#### [The problem]
Pull out every line of the records below and write each one out again without changing anything.

#### [Provided information]
::::::

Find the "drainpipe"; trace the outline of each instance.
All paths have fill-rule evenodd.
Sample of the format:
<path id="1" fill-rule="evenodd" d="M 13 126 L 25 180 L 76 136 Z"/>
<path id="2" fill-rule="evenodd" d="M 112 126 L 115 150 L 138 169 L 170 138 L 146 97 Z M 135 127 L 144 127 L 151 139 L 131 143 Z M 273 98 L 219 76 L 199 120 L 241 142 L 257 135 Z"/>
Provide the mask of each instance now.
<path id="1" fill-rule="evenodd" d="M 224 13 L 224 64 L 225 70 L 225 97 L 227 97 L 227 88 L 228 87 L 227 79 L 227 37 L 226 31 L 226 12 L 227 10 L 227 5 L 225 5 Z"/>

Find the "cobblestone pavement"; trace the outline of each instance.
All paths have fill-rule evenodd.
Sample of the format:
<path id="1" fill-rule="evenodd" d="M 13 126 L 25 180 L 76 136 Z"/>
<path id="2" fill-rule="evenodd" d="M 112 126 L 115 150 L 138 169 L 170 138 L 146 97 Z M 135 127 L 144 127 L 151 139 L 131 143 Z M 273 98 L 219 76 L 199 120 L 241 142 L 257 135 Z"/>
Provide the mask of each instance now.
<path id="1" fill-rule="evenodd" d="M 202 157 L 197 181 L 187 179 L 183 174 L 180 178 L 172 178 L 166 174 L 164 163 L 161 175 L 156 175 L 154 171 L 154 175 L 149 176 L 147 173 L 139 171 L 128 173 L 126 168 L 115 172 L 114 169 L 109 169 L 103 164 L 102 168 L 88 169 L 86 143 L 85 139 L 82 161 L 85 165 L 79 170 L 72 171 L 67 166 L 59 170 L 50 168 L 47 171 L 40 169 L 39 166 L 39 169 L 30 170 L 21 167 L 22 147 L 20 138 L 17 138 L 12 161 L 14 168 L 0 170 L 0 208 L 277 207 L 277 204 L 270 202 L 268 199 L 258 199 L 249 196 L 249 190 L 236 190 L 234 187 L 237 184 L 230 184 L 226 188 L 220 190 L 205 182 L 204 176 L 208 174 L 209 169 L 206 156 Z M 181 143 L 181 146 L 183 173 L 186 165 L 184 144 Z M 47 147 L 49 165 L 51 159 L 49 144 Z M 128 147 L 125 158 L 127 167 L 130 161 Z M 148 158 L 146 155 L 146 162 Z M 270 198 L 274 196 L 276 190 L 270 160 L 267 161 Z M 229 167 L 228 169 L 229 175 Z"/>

::::::

#### [Response]
Find the "drainpipe"; trace the outline of each instance.
All paths have fill-rule evenodd.
Sample of the format:
<path id="1" fill-rule="evenodd" d="M 13 126 L 25 180 L 76 136 Z"/>
<path id="2" fill-rule="evenodd" d="M 112 126 L 115 150 L 138 169 L 170 138 L 146 97 Z M 135 127 L 144 127 L 151 139 L 131 143 Z M 273 98 L 219 76 L 199 120 L 241 142 L 257 135 Z"/>
Provide the mask of each instance now.
<path id="1" fill-rule="evenodd" d="M 224 13 L 224 64 L 225 70 L 225 97 L 227 97 L 227 88 L 228 87 L 227 79 L 227 37 L 226 31 L 226 12 L 227 10 L 227 5 L 225 5 Z"/>

Find the "cobblestone pavement"; trace the outline of each instance.
All paths have fill-rule evenodd.
Sample of the format:
<path id="1" fill-rule="evenodd" d="M 13 126 L 25 180 L 76 136 Z"/>
<path id="2" fill-rule="evenodd" d="M 112 126 L 115 150 L 138 169 L 170 138 L 146 97 Z M 135 127 L 144 127 L 151 139 L 131 143 Z M 273 98 L 219 76 L 199 120 L 241 142 L 257 135 Z"/>
Provide the mask of each instance now.
<path id="1" fill-rule="evenodd" d="M 202 157 L 197 181 L 187 179 L 183 174 L 180 178 L 172 178 L 166 174 L 164 163 L 161 175 L 156 175 L 154 171 L 154 175 L 149 176 L 147 173 L 139 171 L 128 173 L 126 168 L 115 172 L 114 169 L 109 169 L 103 164 L 102 168 L 88 169 L 86 143 L 85 139 L 82 161 L 85 165 L 79 170 L 72 171 L 67 166 L 59 170 L 50 168 L 47 171 L 40 169 L 39 166 L 39 169 L 30 170 L 21 167 L 22 147 L 20 138 L 17 138 L 12 161 L 14 168 L 0 170 L 0 208 L 277 207 L 277 204 L 270 202 L 268 199 L 258 199 L 249 196 L 249 190 L 236 190 L 234 187 L 237 184 L 230 184 L 226 188 L 220 190 L 205 182 L 204 176 L 208 174 L 209 169 L 206 156 Z M 181 143 L 181 146 L 183 173 L 186 165 L 184 144 Z M 47 147 L 49 165 L 51 159 L 49 144 Z M 128 147 L 125 158 L 127 167 L 130 161 Z M 148 158 L 146 155 L 146 162 Z M 270 198 L 274 196 L 276 190 L 270 160 L 267 161 Z M 229 167 L 228 169 L 229 175 Z"/>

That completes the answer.